> Prompt
Reproduce all of the following items verbatim, leaving out the pictures.

Dataset records

------------

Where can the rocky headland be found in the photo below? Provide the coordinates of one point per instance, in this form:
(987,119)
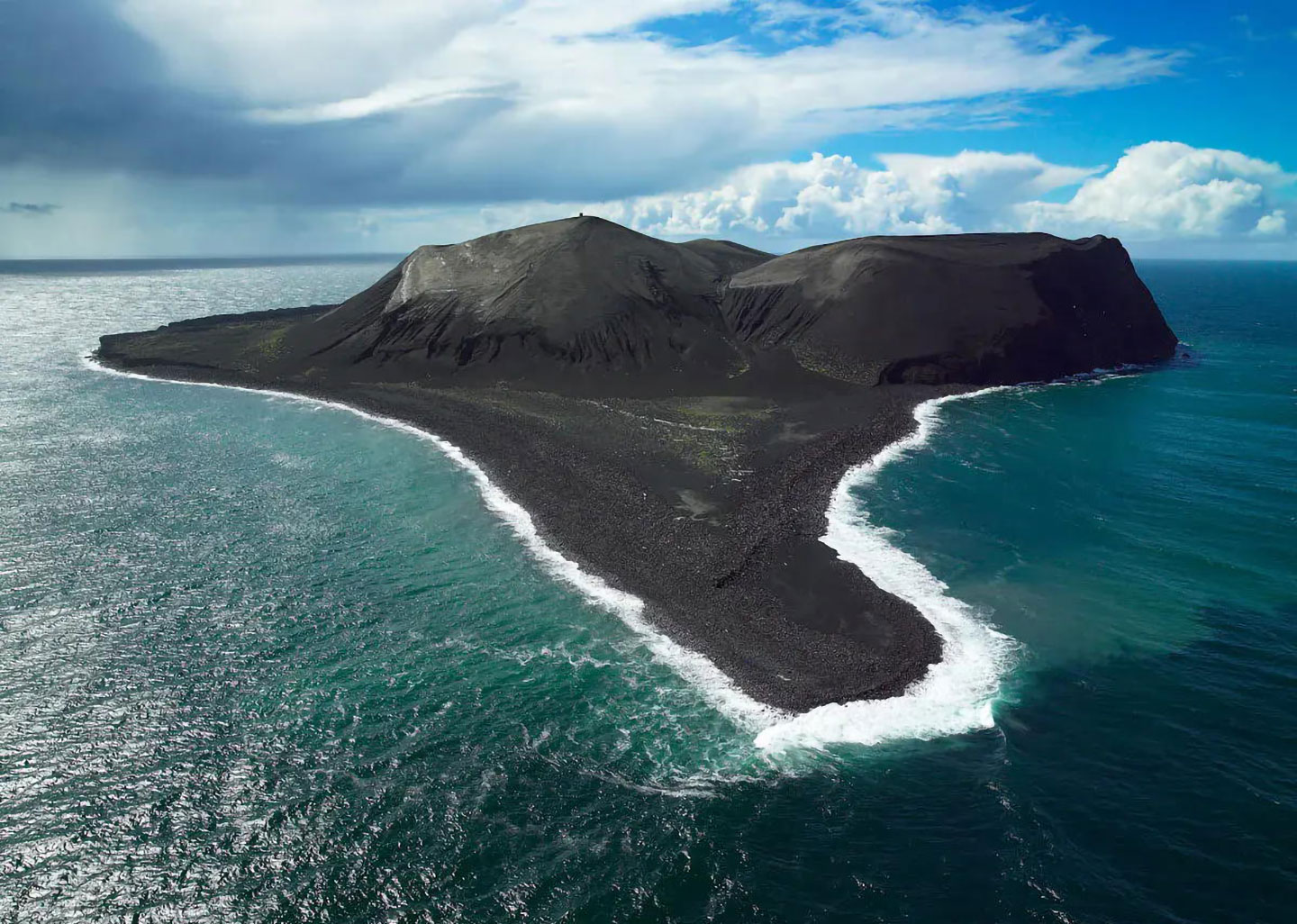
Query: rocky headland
(676,415)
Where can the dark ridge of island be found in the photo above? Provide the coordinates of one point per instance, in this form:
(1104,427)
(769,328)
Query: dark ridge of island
(676,415)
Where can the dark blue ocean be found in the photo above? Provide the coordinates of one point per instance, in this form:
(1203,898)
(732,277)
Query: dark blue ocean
(268,661)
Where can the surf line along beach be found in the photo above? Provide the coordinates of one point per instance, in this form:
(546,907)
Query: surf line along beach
(678,417)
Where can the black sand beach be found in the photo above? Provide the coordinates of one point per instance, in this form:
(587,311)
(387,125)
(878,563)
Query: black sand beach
(676,417)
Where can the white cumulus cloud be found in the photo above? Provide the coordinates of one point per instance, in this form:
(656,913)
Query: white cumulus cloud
(1157,191)
(544,97)
(1166,190)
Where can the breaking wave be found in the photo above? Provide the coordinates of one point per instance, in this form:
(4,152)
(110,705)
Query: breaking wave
(955,696)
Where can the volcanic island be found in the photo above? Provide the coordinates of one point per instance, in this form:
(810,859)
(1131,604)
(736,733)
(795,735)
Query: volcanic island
(676,417)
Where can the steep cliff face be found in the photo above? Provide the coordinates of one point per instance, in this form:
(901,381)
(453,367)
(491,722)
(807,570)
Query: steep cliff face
(583,294)
(585,305)
(951,309)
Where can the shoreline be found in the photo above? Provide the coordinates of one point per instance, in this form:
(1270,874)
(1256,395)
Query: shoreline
(951,697)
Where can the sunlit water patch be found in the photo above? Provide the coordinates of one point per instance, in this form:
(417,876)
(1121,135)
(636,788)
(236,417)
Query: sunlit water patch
(270,662)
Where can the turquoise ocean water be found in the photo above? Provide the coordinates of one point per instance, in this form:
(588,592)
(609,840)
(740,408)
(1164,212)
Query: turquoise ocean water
(264,661)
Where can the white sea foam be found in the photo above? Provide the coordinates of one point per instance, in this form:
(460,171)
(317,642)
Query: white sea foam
(694,667)
(955,696)
(958,692)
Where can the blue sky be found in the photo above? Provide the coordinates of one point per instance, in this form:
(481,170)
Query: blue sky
(187,127)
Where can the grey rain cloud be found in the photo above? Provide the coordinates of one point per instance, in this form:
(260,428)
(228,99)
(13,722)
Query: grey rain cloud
(30,209)
(81,90)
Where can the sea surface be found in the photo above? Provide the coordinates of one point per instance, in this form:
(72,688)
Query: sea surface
(270,661)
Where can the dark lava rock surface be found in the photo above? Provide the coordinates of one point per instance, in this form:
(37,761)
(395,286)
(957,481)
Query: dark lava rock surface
(676,415)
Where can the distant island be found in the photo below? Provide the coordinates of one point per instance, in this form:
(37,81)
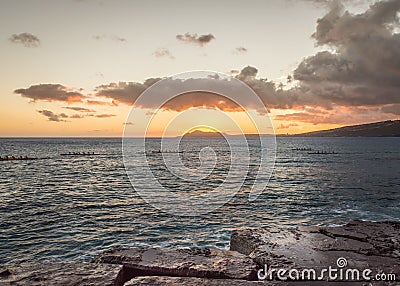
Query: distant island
(390,128)
(202,134)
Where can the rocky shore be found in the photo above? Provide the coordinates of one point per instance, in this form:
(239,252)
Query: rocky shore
(253,254)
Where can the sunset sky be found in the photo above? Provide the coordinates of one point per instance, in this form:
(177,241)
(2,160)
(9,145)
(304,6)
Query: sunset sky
(74,68)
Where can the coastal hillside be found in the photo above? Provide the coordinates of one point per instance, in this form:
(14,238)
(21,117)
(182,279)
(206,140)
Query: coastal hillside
(390,128)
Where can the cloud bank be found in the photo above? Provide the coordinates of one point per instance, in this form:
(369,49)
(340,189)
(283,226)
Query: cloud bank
(51,92)
(26,39)
(195,39)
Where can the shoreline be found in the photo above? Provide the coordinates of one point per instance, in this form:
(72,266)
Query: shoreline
(362,244)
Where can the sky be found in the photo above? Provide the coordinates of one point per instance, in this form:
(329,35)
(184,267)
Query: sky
(76,67)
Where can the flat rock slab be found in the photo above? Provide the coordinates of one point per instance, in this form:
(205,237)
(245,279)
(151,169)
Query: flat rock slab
(190,281)
(60,274)
(201,263)
(363,245)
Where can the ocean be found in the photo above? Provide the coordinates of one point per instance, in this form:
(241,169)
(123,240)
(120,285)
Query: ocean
(70,208)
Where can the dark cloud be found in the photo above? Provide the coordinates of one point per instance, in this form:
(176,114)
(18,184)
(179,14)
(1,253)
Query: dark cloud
(392,109)
(127,93)
(61,117)
(195,39)
(286,126)
(80,109)
(364,68)
(26,39)
(163,52)
(50,92)
(51,116)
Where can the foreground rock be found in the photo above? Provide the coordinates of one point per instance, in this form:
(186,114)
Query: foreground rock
(358,245)
(361,245)
(190,281)
(60,274)
(200,263)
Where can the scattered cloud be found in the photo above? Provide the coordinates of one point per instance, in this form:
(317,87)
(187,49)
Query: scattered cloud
(240,50)
(51,116)
(286,126)
(200,40)
(61,117)
(104,115)
(26,39)
(392,109)
(98,102)
(110,37)
(364,68)
(80,109)
(163,52)
(51,92)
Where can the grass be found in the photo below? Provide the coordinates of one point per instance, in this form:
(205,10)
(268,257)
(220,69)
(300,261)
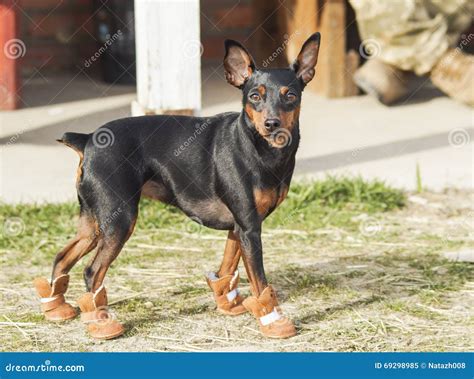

------------

> The output
Where can the rocky headland be found in the photo below? Provide the coordinates of one point per instance, in this form:
(987,119)
Query: rocky headland
(676,415)
Where can the dark ridge of island be found in the photo above? Provide the coordinates of one point per instance, in this form:
(1104,427)
(769,328)
Query: dark ridge of island
(676,415)
Where can the dark blue ocean be found in the photo above? Provide the coordinates of one point per instance, in this form:
(1203,898)
(732,277)
Query: dark blue ocean
(268,661)
Where can the surf line along beach be found in the photo above? Provide the coordinates of one point per instance, in this form:
(546,907)
Query: surf line along beach
(678,417)
Where can the black sand beach be found in the photo above? Provide the coordinates of one point per instance, in this form:
(587,311)
(387,125)
(878,563)
Query: black sand beach
(676,417)
Where can the white cumulus cloud be found in the photo above? Provide the coordinates of one point per instance, in this form:
(656,913)
Query: white cumulus cloud
(1157,191)
(544,97)
(1166,190)
Where can the breaking wave be found in the photo above? Provide the coordinates of one point per instance, in this form:
(4,152)
(110,705)
Query: breaking wave
(955,696)
Where can the volcanic island be found in the photo above? Provide the coordinates of one point per instance, in this form:
(810,859)
(1131,604)
(736,733)
(795,735)
Query: volcanic island
(676,417)
Where can the steep cliff face be found in the photo above? Provide the coordinates of one point per instance, in this form:
(901,381)
(453,367)
(491,722)
(807,570)
Query: steep cliff face
(583,294)
(585,305)
(951,309)
Where can the shoreline be found in the photo above? Provide the coordinates of one point per instance, in this form:
(1270,874)
(1256,395)
Query: shoreline
(951,697)
Where can the sunlit water patch be found in the photo above? Provide the coordinates of one point per instance, in this form:
(417,876)
(1121,135)
(636,788)
(236,417)
Query: sunlit water patch
(270,662)
Where can the turquoise ocean water be found in the photo above? Provide the coordinates of one point per instance, in this form:
(588,592)
(609,840)
(740,408)
(1164,212)
Query: turquoise ocean water
(264,661)
Where can the white sea foam be found in the photo above? Provide the coordinates of one point per instance, in this form:
(460,171)
(317,642)
Query: white sea foam
(694,667)
(955,696)
(958,692)
Where can the blue sky be found in the photo above? Provide the coordinates of one point per instance, in this form:
(481,170)
Query: blue sky
(187,127)
Where can the grey rain cloud be found in the photo above? Provide the coordinates of one point per instance, in this form:
(260,428)
(228,99)
(13,722)
Query: grey rain cloud
(30,209)
(81,90)
Where can the sea surface be found in the photo above? Provide the coordinates of one point per instance, in this form:
(72,688)
Query: sea surface
(270,661)
Where can the dark lava rock surface be found in the photo above? Provide the coordinates of one point per instance, in this form:
(37,761)
(395,286)
(957,481)
Query: dark lava rock surface
(676,415)
Where can the distant island be found in the photo below? Provide the coordinates of one point per instance, in this form:
(37,81)
Query: distant island
(390,128)
(202,134)
Where can the rocky shore be found in the photo above? Provide the coordinates of one point per instance, in this form:
(239,252)
Query: rocky shore
(253,254)
Where can the sunset sky be found in the photo above? Provide the coordinates of one point per instance, in this form:
(177,241)
(2,160)
(9,145)
(304,6)
Query: sunset sky
(74,68)
Where can the coastal hillside be found in the photo above? Provide the coordinates of one point per instance, in this form:
(14,238)
(21,117)
(182,279)
(206,140)
Query: coastal hillside
(390,128)
Where can the cloud bank be found in the photo above? Provide the coordinates of one point per instance, in this form:
(369,49)
(340,189)
(283,226)
Query: cloud bank
(51,92)
(26,39)
(195,39)
Where can the shoreline be found in the photo above? Provide the coordinates of one point per instance, in this form:
(72,266)
Query: shoreline
(362,244)
Where can the sky be found in the photo above? Provide the coordinates of one point per instance, in this form:
(329,35)
(184,267)
Query: sky
(76,67)
Where can the flat rock slab be found in the photo above? Provide the coordinates of one point per instance, in this form:
(205,237)
(245,279)
(151,169)
Query: flat rock slab
(190,281)
(60,274)
(201,263)
(363,245)
Where can the ocean be found in the photo above? Provide the coordinates of one point per instance, in this form:
(241,169)
(123,240)
(120,285)
Query: ocean
(70,208)
Where can the dark cloud be found in the photo above? Provide the coordinates of one point per instance, in this form:
(176,114)
(18,184)
(179,14)
(1,253)
Query: dark cloud
(392,109)
(127,93)
(61,117)
(195,39)
(286,126)
(80,109)
(364,68)
(26,39)
(163,52)
(50,92)
(51,116)
Where can the foreground rock be found in the photo above? Provide the coordinates of one point per instance, in this form:
(186,114)
Query: foreground rock
(358,245)
(361,245)
(190,281)
(60,274)
(200,263)
Where can the scattered cloud be found in the photo above? Provide the coordinates of one point per instance, in this form:
(317,87)
(187,49)
Query: scattered cloud
(240,50)
(51,116)
(286,126)
(200,40)
(61,117)
(104,115)
(26,39)
(392,109)
(98,102)
(110,37)
(364,68)
(80,109)
(163,52)
(51,92)
Where can the grass be found in the photo below? Provide the coordinates of one point per instance, in this form:
(205,10)
(268,257)
(220,69)
(300,261)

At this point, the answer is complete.